**Instruction**
In the material below, list every line containing the string "blouse", matching case exactly.

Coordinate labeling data
------------
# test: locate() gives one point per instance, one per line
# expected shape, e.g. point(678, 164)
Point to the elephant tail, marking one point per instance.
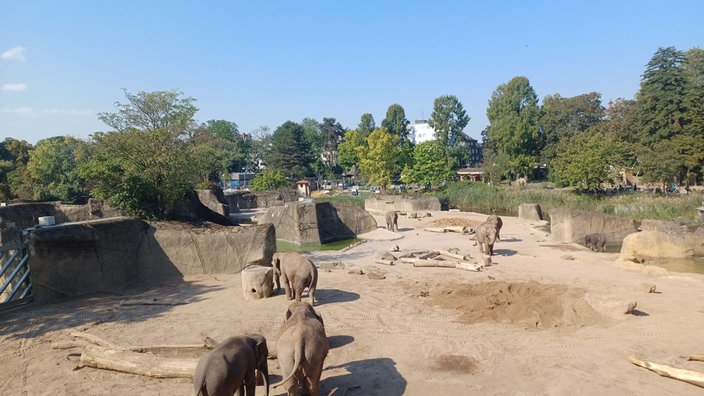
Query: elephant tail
point(297, 356)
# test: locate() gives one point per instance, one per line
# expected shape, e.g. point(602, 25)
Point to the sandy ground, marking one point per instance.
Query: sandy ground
point(545, 319)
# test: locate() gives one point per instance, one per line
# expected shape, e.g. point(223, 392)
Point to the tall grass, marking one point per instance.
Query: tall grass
point(479, 197)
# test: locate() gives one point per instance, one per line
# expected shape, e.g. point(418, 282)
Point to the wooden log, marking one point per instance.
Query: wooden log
point(469, 266)
point(457, 229)
point(436, 229)
point(698, 358)
point(689, 376)
point(147, 364)
point(435, 263)
point(428, 255)
point(452, 255)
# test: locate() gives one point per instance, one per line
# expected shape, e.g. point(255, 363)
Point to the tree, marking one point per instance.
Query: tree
point(53, 169)
point(395, 122)
point(588, 160)
point(332, 133)
point(661, 97)
point(430, 165)
point(145, 167)
point(290, 151)
point(561, 118)
point(14, 155)
point(269, 180)
point(377, 163)
point(513, 115)
point(448, 119)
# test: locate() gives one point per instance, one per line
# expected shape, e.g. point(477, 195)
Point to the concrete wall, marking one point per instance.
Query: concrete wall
point(405, 203)
point(106, 256)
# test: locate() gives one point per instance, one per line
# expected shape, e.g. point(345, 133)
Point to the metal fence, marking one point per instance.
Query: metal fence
point(15, 282)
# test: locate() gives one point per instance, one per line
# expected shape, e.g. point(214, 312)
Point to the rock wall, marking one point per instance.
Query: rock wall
point(379, 203)
point(571, 225)
point(106, 256)
point(318, 223)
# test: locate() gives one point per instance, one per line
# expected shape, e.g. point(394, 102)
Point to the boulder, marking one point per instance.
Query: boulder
point(571, 225)
point(379, 203)
point(647, 245)
point(530, 211)
point(318, 223)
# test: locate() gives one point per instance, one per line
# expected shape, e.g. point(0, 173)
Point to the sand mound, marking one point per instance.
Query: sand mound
point(452, 222)
point(529, 304)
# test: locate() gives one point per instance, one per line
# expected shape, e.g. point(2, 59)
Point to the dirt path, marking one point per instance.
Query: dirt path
point(547, 318)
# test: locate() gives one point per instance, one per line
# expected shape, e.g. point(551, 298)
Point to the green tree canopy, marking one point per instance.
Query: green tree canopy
point(290, 151)
point(561, 118)
point(145, 167)
point(396, 122)
point(513, 115)
point(448, 119)
point(53, 169)
point(430, 165)
point(378, 162)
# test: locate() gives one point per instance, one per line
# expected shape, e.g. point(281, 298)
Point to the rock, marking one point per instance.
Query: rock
point(332, 265)
point(530, 211)
point(631, 307)
point(571, 225)
point(388, 256)
point(405, 203)
point(318, 223)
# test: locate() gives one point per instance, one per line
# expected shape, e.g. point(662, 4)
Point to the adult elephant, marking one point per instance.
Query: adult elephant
point(485, 235)
point(296, 273)
point(233, 366)
point(301, 349)
point(392, 220)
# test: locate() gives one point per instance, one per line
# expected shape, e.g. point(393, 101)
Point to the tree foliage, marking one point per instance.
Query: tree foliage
point(53, 169)
point(430, 165)
point(290, 151)
point(513, 115)
point(396, 122)
point(377, 163)
point(145, 167)
point(561, 118)
point(448, 119)
point(269, 180)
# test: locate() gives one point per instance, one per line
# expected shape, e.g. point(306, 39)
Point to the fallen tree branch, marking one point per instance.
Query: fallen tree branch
point(698, 358)
point(147, 364)
point(688, 376)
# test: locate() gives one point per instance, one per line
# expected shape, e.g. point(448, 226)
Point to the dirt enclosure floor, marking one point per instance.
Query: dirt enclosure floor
point(545, 318)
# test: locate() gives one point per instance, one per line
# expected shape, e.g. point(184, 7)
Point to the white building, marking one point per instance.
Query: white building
point(420, 131)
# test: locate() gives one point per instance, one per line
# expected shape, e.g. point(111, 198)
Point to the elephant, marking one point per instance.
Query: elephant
point(234, 365)
point(485, 235)
point(301, 349)
point(392, 220)
point(595, 242)
point(496, 222)
point(297, 273)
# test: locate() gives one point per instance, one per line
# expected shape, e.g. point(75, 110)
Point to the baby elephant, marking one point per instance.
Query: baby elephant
point(595, 242)
point(301, 348)
point(231, 366)
point(392, 220)
point(297, 273)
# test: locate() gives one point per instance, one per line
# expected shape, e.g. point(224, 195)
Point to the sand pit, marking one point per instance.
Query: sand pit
point(531, 305)
point(544, 319)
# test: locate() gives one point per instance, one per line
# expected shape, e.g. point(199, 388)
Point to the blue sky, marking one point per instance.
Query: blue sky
point(263, 63)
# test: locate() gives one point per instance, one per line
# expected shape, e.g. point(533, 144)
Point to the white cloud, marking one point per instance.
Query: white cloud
point(16, 53)
point(23, 111)
point(14, 87)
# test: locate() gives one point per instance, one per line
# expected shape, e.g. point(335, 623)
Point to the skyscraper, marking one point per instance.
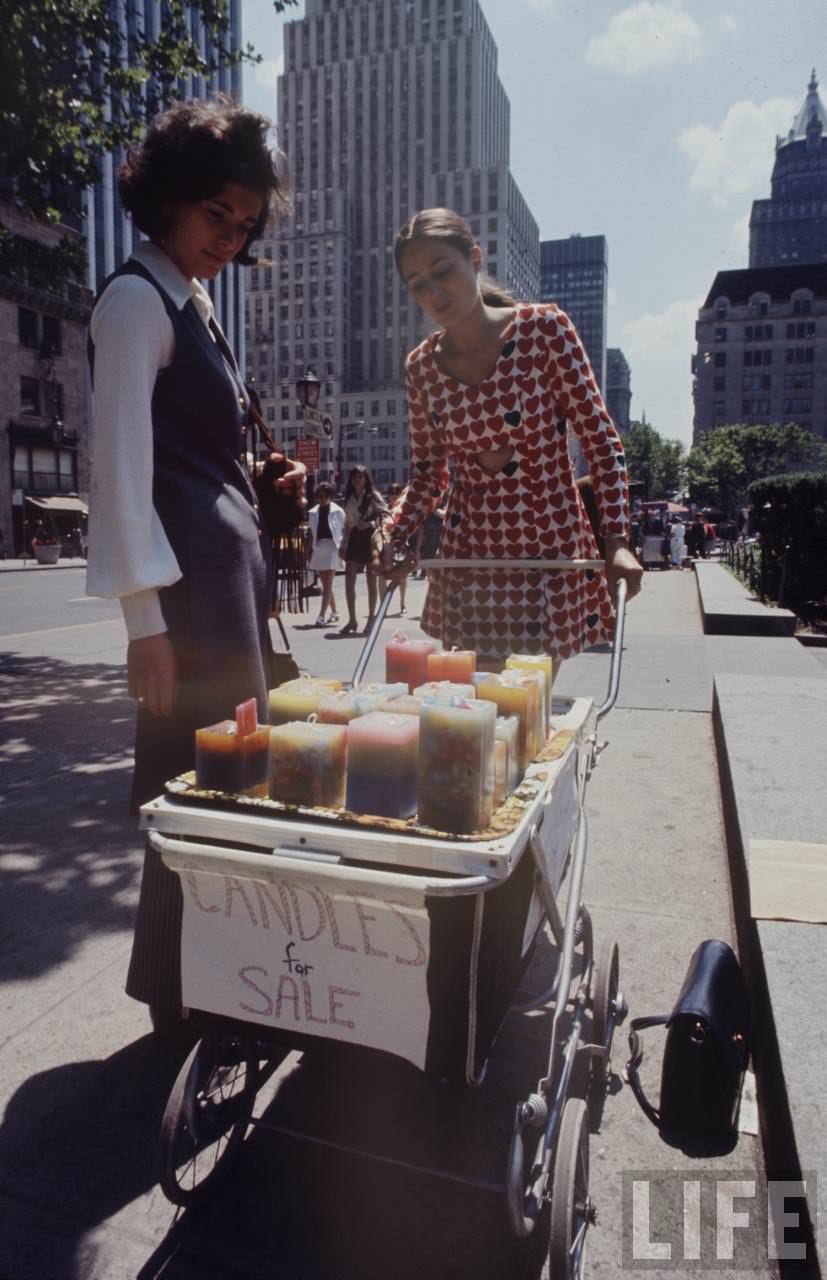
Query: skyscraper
point(791, 225)
point(110, 234)
point(384, 108)
point(618, 388)
point(574, 274)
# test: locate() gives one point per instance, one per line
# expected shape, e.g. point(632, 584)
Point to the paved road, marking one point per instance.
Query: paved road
point(82, 1084)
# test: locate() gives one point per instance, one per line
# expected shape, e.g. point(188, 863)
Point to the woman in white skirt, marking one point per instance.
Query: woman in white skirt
point(327, 526)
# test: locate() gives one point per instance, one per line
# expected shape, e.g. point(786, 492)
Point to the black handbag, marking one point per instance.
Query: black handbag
point(704, 1057)
point(281, 666)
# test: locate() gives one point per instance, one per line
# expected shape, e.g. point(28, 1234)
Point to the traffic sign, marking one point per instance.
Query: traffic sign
point(309, 452)
point(318, 425)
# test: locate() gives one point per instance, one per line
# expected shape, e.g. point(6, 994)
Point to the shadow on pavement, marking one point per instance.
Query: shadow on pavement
point(293, 1207)
point(71, 851)
point(77, 1144)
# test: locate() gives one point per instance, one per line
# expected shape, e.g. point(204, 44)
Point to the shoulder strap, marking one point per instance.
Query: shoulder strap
point(635, 1048)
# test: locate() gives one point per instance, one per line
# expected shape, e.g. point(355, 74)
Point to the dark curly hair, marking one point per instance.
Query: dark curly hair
point(191, 152)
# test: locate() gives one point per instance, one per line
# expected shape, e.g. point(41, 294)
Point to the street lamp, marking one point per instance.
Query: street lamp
point(309, 389)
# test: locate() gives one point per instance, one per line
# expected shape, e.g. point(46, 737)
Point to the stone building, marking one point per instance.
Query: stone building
point(574, 274)
point(791, 225)
point(383, 109)
point(618, 388)
point(44, 478)
point(762, 348)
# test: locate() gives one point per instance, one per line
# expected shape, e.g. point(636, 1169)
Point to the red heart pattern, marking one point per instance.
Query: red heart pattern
point(543, 375)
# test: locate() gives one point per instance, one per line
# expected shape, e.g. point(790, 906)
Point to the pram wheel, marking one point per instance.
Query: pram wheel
point(206, 1115)
point(606, 1014)
point(571, 1208)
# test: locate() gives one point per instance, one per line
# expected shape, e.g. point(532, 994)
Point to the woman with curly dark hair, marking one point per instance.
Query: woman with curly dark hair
point(174, 530)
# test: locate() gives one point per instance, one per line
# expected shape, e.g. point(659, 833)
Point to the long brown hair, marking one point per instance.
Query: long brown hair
point(449, 228)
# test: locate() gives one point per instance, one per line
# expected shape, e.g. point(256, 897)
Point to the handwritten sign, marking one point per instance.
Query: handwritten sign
point(307, 955)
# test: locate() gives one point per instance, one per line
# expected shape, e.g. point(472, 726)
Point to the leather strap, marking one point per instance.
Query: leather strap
point(635, 1048)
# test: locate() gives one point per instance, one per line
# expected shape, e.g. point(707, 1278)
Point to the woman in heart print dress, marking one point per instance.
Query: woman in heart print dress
point(490, 393)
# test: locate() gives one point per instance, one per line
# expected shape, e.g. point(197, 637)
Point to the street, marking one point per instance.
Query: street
point(82, 1084)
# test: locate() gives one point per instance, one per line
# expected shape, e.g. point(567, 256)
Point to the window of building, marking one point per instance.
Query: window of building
point(27, 327)
point(53, 400)
point(51, 343)
point(30, 396)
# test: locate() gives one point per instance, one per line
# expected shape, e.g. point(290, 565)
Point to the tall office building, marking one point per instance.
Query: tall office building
point(618, 388)
point(384, 108)
point(110, 233)
point(574, 274)
point(791, 225)
point(762, 348)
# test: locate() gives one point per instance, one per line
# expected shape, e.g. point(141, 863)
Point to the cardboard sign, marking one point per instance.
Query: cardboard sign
point(307, 955)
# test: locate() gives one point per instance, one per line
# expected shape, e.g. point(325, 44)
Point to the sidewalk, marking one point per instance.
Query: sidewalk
point(83, 1086)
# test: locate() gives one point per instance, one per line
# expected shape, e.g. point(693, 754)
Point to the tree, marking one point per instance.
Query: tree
point(729, 458)
point(657, 464)
point(73, 87)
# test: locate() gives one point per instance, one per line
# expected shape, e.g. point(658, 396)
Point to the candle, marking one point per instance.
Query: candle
point(507, 730)
point(535, 662)
point(444, 691)
point(501, 771)
point(297, 699)
point(516, 694)
point(405, 705)
point(382, 764)
point(232, 762)
point(457, 664)
point(456, 766)
point(307, 763)
point(407, 659)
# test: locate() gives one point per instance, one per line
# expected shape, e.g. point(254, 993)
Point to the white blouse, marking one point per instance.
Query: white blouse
point(129, 556)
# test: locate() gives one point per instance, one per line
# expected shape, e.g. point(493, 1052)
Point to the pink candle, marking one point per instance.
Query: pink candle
point(407, 659)
point(382, 758)
point(455, 664)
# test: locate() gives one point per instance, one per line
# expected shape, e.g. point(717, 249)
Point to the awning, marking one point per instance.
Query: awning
point(60, 503)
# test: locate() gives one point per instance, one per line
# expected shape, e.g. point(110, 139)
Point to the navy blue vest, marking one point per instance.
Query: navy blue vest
point(216, 613)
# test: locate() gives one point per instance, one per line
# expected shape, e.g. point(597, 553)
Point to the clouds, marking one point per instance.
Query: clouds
point(659, 337)
point(645, 36)
point(734, 158)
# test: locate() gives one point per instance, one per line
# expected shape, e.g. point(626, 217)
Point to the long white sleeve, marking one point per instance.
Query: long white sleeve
point(129, 554)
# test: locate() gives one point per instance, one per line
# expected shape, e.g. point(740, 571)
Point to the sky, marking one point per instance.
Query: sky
point(652, 123)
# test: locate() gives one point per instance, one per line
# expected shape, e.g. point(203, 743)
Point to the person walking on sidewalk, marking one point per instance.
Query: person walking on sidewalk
point(493, 391)
point(364, 511)
point(325, 530)
point(174, 529)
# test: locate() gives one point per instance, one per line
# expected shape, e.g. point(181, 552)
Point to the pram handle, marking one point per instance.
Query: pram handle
point(524, 567)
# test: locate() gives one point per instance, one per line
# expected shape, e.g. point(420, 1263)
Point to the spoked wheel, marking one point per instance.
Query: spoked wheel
point(206, 1115)
point(606, 1014)
point(572, 1211)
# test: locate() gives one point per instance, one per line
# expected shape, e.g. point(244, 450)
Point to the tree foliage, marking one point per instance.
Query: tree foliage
point(74, 87)
point(729, 458)
point(654, 462)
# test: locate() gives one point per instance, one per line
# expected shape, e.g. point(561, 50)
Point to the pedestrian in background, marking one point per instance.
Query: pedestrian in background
point(364, 511)
point(174, 529)
point(493, 391)
point(677, 543)
point(325, 531)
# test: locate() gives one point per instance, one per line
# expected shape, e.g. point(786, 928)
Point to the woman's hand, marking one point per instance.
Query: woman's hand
point(151, 673)
point(620, 563)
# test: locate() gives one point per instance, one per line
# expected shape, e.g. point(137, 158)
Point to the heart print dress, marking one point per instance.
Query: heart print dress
point(540, 387)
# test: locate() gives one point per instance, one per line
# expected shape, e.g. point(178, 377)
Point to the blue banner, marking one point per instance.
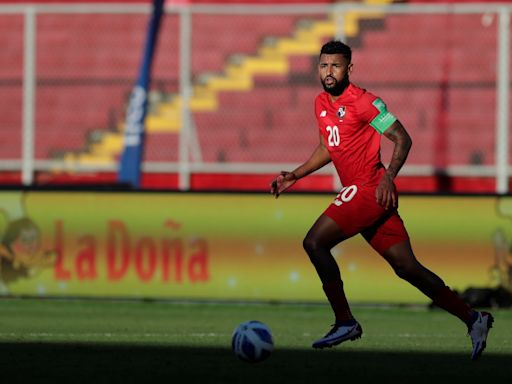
------------
**Reply**
Point to the white blouse, marking one point per instance.
Query: white blouse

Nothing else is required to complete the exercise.